- [CHALLENGES]:
[1] Rewrite everything in the Albert Louis-Jean, Jr. biography from "Early years" down to "basketball and track.", replacing "basketball" with "baseball".
[2] Express everything in the listing from the line containing "find the man in" down to the end of the listing as a numbered list, skipping blank lines and leaving the pictures out.

Albert Louis-Jean, Jr. (born October 13, 1993) is an American football cornerback for the Northern Arizona Wranglers. He played college football at Boston College. He has been a member of the Chicago Bears, Washington Redskins, Miami Dolphins and Ottawa Redblacks.

Early years
Louis-Jean played high school football at Brockton High School in Brockton, Massachusetts. He was selected to the 2010 Massachusetts High School Coaches Association Super 26 All-State Team, earned Boston Globe and Boston Herald All-Scholastic honors, was a two-time Brockton Enterprise All-Scholastic choice and was team MVP as a senior defensive back. He recorded 60 tackles and five interceptions as a senior. He also had 30 receptions for 650 yards and five touchdowns in 2010, completing his career with 12 interceptions. He also played basketball and track.

College career
Louis-Jean originally committed to play for the Miami Hurricanes, but eventually de-committed and instead decided to commit to play for Boston College. Louis-Jean played for the Eagles from 2011 to 2013. He sat out the 2012 season. After his junior season, and with two years of NCAA eligibility remaining, Louis-Jean decided to forgo his college career and declared for the 2014 NFL Draft.

Professional career

Chicago Bears
Louis-Jean signed with the Chicago Bears on June 2, 2014, after going undrafted in the 2014 NFL Draft. He was released by the Bears on August 30, 2014. On September 1, 2014, Louis-Jean signed to the team's practice squad. He was promoted to the active roster on October 7, 2014. On February 4, 2015, he signed a two-year contract extensions with the Bears. Louis-Jean was released by the Bears on August 30, 2015.

- [RECORDS]:
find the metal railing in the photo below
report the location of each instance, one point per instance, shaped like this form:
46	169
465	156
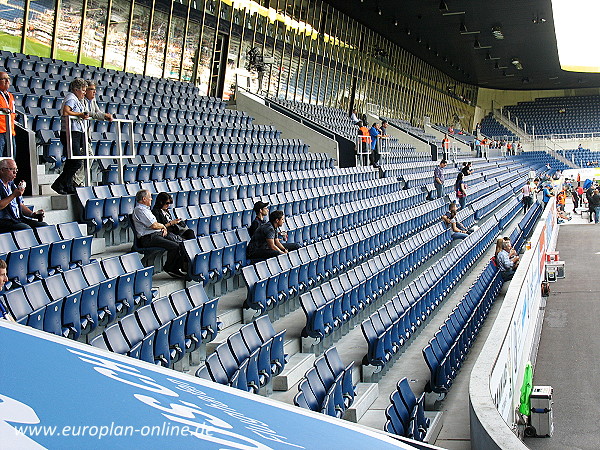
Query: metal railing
89	156
9	149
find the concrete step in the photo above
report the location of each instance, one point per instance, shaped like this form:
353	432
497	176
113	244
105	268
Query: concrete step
294	371
57	208
98	246
230	317
366	394
435	426
45	180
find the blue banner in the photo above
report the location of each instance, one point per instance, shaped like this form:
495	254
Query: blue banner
56	393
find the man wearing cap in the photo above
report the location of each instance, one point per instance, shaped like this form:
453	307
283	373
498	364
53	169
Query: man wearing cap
265	241
262	211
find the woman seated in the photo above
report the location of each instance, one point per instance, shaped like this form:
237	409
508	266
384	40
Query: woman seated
163	216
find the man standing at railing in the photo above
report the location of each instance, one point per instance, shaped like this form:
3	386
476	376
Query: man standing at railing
7	106
91	105
73	106
438	178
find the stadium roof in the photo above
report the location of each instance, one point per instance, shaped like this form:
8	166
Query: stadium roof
508	44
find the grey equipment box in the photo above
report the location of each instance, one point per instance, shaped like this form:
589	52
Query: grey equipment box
541	411
554	270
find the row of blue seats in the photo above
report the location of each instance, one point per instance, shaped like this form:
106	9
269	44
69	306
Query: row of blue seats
249	359
333	304
406	414
108	207
483	206
327	387
446	351
222	165
78	300
143	107
155	126
131	104
19	63
274	281
508	212
136	170
218	256
34	254
416	302
166	330
28	83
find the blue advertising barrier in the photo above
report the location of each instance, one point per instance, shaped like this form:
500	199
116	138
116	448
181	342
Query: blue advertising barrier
56	393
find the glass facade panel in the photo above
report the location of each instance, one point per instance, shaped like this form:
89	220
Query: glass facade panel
190	51
158	38
319	55
173	61
94	30
69	26
118	29
203	77
40	28
11	25
136	52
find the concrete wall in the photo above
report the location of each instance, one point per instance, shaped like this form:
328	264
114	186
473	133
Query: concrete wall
461	146
290	128
496	378
403	137
485	97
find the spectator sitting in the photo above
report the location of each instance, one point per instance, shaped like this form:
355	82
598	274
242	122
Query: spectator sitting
261	209
14	215
150	233
4	314
461	189
459	231
507	264
163	215
265	241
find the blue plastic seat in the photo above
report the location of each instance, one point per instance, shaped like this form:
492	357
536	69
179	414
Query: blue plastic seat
81	247
166	315
71	316
60	249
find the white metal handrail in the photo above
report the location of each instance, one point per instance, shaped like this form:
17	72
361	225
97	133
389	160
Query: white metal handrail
10	151
87	157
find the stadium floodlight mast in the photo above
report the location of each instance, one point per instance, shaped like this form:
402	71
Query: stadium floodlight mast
577	37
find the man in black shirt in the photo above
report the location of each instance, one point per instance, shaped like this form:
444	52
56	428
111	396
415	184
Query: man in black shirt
265	240
261	210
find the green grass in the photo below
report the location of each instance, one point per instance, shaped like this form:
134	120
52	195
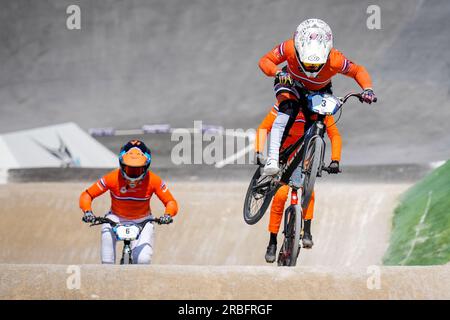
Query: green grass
426	243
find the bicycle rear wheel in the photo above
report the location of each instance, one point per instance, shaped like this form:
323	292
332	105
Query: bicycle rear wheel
311	165
259	194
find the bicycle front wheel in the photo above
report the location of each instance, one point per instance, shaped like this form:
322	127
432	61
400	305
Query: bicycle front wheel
259	194
311	164
291	245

- [RESPONSES IN ORDER]:
[1]
Early years
Louis-Jean played high school football at Brockton High School in Brockton, Massachusetts. He was selected to the 2010 Massachusetts High School Coaches Association Super 26 All-State Team, earned Boston Globe and Boston Herald All-Scholastic honors, was a two-time Brockton Enterprise All-Scholastic choice and was team MVP as a senior defensive back. He recorded 60 tackles and five interceptions as a senior. He also had 30 receptions for 650 yards and five touchdowns in 2010, completing his career with 12 interceptions. He also played baseball and track.

[2]
1. find the man in black shirt in the photo above
2. report the location of each instance, one point per instance, shaped like this form:
3. 444	52
4. 56	428
5. 111	396
6. 415	184
7. Query: man in black shirt
8. 265	240
9. 261	210
10. find the green grass in the photo below
11. report the location of each instance, one point per instance, shaped like this form:
12. 134	120
13. 52	195
14. Query: green grass
15. 426	243
16. find the bicycle rear wheel in the photo above
17. report the location of each instance, one point per instance, shaped like this form:
18. 323	292
19. 332	105
20. Query: bicycle rear wheel
21. 311	165
22. 259	194
23. find the bicycle front wheel in the photo above
24. report the location of each instance, one point per instance, shaped like this form:
25. 322	127
26. 432	61
27. 400	305
28. Query: bicycle front wheel
29. 259	194
30. 311	164
31. 291	245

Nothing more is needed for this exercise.